Search the data for the string "green" and copy each line in which it appears.

━━ Provided data

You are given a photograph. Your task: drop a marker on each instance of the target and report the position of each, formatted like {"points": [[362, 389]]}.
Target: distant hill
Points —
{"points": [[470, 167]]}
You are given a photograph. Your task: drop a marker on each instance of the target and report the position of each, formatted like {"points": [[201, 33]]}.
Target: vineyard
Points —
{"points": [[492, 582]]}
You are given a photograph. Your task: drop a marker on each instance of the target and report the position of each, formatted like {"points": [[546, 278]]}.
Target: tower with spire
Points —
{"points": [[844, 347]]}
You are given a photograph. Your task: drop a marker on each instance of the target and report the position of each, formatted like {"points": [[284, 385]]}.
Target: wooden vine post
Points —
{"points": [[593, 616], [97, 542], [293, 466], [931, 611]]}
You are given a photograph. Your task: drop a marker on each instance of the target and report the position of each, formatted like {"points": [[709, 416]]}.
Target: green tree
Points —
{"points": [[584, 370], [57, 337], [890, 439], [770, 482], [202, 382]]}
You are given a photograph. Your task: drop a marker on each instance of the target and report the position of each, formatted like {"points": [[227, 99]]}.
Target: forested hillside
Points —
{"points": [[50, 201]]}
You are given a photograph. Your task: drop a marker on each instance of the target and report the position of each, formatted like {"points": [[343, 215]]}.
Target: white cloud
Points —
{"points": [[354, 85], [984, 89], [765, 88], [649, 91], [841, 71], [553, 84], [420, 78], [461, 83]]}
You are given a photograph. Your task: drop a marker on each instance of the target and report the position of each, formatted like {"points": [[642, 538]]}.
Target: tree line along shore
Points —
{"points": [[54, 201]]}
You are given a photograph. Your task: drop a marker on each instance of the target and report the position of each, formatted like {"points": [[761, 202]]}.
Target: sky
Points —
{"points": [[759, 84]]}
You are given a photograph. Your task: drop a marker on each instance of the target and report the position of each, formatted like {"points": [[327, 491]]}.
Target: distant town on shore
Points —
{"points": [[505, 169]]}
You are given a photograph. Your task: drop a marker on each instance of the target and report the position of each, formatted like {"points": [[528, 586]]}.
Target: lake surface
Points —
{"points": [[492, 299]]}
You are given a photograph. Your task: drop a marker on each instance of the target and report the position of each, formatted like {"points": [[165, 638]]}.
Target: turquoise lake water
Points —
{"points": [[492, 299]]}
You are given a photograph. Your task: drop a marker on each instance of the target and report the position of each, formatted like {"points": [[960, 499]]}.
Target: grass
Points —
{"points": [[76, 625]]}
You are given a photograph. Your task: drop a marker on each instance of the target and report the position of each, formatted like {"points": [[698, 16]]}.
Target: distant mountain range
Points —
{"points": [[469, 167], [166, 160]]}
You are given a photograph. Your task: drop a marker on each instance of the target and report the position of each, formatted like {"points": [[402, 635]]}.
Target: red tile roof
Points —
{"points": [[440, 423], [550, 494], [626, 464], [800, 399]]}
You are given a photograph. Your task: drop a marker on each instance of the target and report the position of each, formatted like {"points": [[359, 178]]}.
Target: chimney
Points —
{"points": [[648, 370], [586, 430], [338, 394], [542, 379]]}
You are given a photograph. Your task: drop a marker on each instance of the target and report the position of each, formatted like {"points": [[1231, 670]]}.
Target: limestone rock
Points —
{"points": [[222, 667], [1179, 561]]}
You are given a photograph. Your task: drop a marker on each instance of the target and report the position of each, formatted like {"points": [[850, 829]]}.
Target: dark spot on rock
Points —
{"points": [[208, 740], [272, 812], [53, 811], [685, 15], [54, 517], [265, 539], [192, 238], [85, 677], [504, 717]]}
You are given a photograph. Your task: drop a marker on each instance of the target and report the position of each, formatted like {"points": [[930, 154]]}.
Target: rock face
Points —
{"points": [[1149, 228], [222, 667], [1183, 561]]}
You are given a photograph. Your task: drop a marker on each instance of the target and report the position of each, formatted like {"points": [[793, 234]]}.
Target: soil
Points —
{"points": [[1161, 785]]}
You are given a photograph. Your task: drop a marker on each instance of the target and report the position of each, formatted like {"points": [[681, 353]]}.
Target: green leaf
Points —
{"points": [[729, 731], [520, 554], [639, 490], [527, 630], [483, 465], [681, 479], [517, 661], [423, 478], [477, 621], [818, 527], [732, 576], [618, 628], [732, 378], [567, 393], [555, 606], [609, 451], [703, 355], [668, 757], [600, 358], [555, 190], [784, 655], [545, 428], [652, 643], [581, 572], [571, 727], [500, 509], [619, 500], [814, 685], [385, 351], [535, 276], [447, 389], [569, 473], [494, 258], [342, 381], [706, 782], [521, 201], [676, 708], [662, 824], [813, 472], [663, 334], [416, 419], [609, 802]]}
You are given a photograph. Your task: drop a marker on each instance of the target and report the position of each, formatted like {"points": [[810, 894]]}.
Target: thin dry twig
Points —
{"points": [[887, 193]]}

━━━━

▶ _Exercise output_
Target: green tree
Target: green leaf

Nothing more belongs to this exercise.